**Data extract**
════════════════

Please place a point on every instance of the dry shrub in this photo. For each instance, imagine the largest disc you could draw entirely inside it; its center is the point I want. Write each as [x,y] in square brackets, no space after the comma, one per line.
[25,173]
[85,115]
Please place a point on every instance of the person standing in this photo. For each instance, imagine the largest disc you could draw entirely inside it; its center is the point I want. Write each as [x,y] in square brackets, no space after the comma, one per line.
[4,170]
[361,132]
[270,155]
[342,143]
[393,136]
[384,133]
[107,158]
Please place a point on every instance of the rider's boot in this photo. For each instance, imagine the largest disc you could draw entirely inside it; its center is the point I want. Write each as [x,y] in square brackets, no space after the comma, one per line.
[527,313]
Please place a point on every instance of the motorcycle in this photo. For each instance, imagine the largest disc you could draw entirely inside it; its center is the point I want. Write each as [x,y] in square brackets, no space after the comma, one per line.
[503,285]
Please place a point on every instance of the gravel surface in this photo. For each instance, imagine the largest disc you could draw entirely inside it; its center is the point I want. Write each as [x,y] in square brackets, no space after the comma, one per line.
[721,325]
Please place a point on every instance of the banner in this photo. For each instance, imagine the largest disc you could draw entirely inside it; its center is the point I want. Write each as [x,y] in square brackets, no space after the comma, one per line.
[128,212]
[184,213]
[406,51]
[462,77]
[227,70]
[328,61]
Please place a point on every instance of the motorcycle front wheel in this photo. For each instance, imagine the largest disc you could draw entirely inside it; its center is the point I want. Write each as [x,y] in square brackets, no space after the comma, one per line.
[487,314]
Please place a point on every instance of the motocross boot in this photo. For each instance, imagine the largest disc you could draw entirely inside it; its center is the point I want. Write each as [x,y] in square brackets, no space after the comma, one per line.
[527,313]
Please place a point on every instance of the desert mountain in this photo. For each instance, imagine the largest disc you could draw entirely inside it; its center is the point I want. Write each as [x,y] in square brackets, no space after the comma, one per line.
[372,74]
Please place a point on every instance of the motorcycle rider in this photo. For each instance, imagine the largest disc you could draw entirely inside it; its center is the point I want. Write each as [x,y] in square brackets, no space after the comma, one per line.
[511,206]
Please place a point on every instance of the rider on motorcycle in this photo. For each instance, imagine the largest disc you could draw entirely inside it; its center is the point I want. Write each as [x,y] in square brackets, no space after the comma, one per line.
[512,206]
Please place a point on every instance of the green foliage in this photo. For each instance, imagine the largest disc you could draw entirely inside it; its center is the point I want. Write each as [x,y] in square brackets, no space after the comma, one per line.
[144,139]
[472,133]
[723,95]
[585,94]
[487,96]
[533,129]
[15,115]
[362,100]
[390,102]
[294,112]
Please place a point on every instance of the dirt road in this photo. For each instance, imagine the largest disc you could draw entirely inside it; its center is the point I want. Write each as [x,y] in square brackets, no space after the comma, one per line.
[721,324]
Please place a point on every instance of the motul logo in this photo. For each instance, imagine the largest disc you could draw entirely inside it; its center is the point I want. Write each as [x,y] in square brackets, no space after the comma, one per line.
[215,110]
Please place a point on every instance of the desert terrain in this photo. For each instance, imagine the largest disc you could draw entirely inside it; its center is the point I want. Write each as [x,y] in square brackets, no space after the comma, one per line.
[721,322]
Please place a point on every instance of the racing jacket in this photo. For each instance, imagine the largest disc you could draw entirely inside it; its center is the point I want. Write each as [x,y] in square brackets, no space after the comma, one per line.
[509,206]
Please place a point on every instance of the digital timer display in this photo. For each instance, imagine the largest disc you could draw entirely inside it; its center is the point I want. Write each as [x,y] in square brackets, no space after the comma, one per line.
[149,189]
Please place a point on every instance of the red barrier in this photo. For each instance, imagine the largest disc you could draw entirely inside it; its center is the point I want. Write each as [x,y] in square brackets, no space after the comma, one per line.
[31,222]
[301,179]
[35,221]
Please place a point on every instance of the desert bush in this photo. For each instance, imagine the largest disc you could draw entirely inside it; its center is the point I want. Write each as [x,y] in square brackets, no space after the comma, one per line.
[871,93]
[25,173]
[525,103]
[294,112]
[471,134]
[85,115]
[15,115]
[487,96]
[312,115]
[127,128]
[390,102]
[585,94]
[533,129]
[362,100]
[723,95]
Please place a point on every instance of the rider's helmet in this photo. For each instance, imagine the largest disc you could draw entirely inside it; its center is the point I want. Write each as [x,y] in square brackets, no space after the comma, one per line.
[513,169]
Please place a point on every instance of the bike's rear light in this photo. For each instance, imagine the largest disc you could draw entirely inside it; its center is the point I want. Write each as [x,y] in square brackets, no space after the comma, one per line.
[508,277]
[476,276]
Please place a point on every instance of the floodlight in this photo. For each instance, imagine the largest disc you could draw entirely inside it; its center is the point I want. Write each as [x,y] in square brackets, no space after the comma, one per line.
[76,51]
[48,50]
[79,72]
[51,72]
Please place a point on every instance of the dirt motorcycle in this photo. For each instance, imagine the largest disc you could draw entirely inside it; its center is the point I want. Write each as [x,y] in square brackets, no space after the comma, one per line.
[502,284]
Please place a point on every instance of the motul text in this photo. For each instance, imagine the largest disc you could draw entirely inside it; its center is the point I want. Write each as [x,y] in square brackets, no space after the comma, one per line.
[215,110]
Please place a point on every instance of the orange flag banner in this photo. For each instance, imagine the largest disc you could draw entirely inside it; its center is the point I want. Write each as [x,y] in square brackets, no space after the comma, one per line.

════════════════

**What the exercise asks**
Transcribe each entry. Leave nothing out.

**Answer for the task**
Please place a point on every instance of the dry shrub in this photo. For each instance, imagine the largest disc you could draw entirely inside it; its center is the point I want. Write each as [x,y] in square brackets, no space after the comma, one per line.
[25,173]
[85,115]
Please place a point on every instance of the person standing in this photo. For each instance, imagine the largest disc you could draw entirely inside it; its center is the point I want. Write each as [x,y] in square brackets, no space after the comma, one per line.
[4,170]
[361,132]
[270,155]
[342,143]
[393,136]
[384,133]
[107,158]
Please place a point on every instance of the rider's boot in this photo. For each instance, imagine the largest disc you could draw entirely inside it; its center is the point I want. Write each as [x,y] in square brackets, no space after the comma, one per line.
[527,313]
Please place a point on every instance of the motorcycle in this photo. For each instance, imagine the largest disc you could draw entirely inside it; its center is the point I want. Write each as [x,y] in square brackets, no space after the comma, one per line.
[503,285]
Please place a point on every instance of the gravel surface in this photo. For each instance, imagine the largest disc you could draw entirely inside it; its center is the point I want. Write each as [x,y] in square brackets, no space after the comma, one per line.
[721,325]
Please place a point on every instance of the banner in this photo. For each instance, imagine the largest disc you could draw entirely inside it; its center is the point I want. Write each as [x,y] in square brackets, no space after the comma, one per line.
[128,212]
[184,213]
[406,51]
[462,77]
[227,70]
[328,61]
Please place a point on every instance of the motorcycle front wheel in this photo. For each instance, imagine the largest disc you could draw entirely inside it; its center is the point I want. Write each as [x,y] in square brackets, no space after the comma, one per line.
[487,314]
Please place a point on every instance of the motocross boot in this photo. For each instance, imagine the largest disc you could draw entirely inside it; its center is the point I want. Write each as [x,y] in square brackets, no space after the comma, one per line.
[527,313]
Please place a point on every instance of the desert mountain in this photo. For each instance, imagine the largest disc you could draw entirely inside it; its center is the point I want. Write each as [x,y] in square brackets, no space after the comma, one per line.
[372,74]
Please place a point on every instance of the motorcycle rider in this photo. For each instance, imagine the largest disc you could draw entirely inside it; its center is the point I want. Write each as [x,y] in square brackets, no space after the comma, one per line.
[511,206]
Please place a point on every instance of the rider on motorcycle in this photo. For each instance, imagine the largest disc you could draw entirely inside it; its center is the point I want. Write each as [x,y] in square brackets, no space after the comma, one per line.
[512,206]
Please place a point on every instance of the green foliage in this photo. For each instance, imagine the largest disc you could draw entirely inside it; its center is the point I want. Write each as [x,y] in square brackets, no space after the comma, one per line.
[144,139]
[472,133]
[723,95]
[585,94]
[487,96]
[533,129]
[15,115]
[362,100]
[390,102]
[294,112]
Please place a point on every instance of the dirt road in this photo. For each instance, imagine the largest disc you could draw entirely inside it; its center is the point I want. Write each as [x,y] in square brackets, no space after the comma, one per line.
[721,324]
Please place a point on every instance of the motul logo in this photo. For each instance, imagine the largest disc you could draw entirely inside it; its center is the point I want. Write each as [x,y] in square brackets, no space after the comma, one per line.
[215,110]
Please place a point on every instance of the desert terrain in this photo. For each instance, imagine the largest disc you could draw entirely inside it; its center is the point I want. Write each as [x,y] in square brackets, no space after the comma, one per line.
[721,322]
Please place a point on every instance of the racing jacket in this photo. For each instance, imagine the largest disc you could draw entirely inside it; its center is the point I want. Write each as [x,y] in square brackets, no space after the comma, one per line.
[509,206]
Please place a point on every instance of the digital timer display in this photo. For each instance, imagine the largest disc you could draw entirely inside it; its center is the point I want. Write each as [x,y] in square brackets, no space after the comma, one per line.
[149,189]
Please place a point on every instance of the red barrier in this photo. For each instance, imagine the largest disc you could draw entirely inside it; its center is the point I want. Write each as [x,y] in square brackets, no space after the comma, one per line.
[31,222]
[301,179]
[35,221]
Please place a point on every instance of the desert bush in this photo. For each instance, imagine the largest disc you could draw entirely inside it; its center is the point I want. Write each as [x,y] in square brackets, no space after the comma, one per line.
[871,93]
[25,173]
[525,103]
[294,112]
[471,134]
[85,115]
[15,115]
[487,96]
[312,115]
[127,128]
[390,102]
[585,94]
[533,129]
[362,100]
[723,95]
Please place a point on every instance of the rider's helmet in this photo. For each instance, imagine the largest disc you could draw entirely inside it; its center is the point I want. Write each as [x,y] in square brackets, no space after the comma, one per line.
[513,169]
Please place a point on every instance of the bike's rear light in this photo. For each instance, imagine the largest disc you could draw entirely inside it; its center is the point I want. Write each as [x,y] in square brackets, no space after the comma, one per line.
[508,277]
[476,276]
Please place a point on every instance of the floodlight in this photo. For each instance, imagine the largest disc you could draw entirely inside it; its center is the point I want. Write each as [x,y] in square brackets, no space after the comma, one per line.
[76,51]
[48,50]
[79,72]
[51,72]
Please place a point on every instance of the dirt motorcycle in this photo. For each instance, imagine the largest disc you could draw entirely inside it; its center is the point I want. Write each as [x,y] in square brackets, no space after the comma, one per line.
[502,284]
Please place a point on every instance of the motul text in this photo. For each instance, imagine the largest disc you could draw entirely inside it; its center is the point I want. Write each as [x,y] in square brackets, no space after the comma, one per line.
[215,110]
Please place a point on every instance of the orange flag banner in this photo. For each instance, imagine the largest disc you could draw entirely inside it; its center is the point I want. Write each as [x,y] in square brackets, no space after the comma, one per line.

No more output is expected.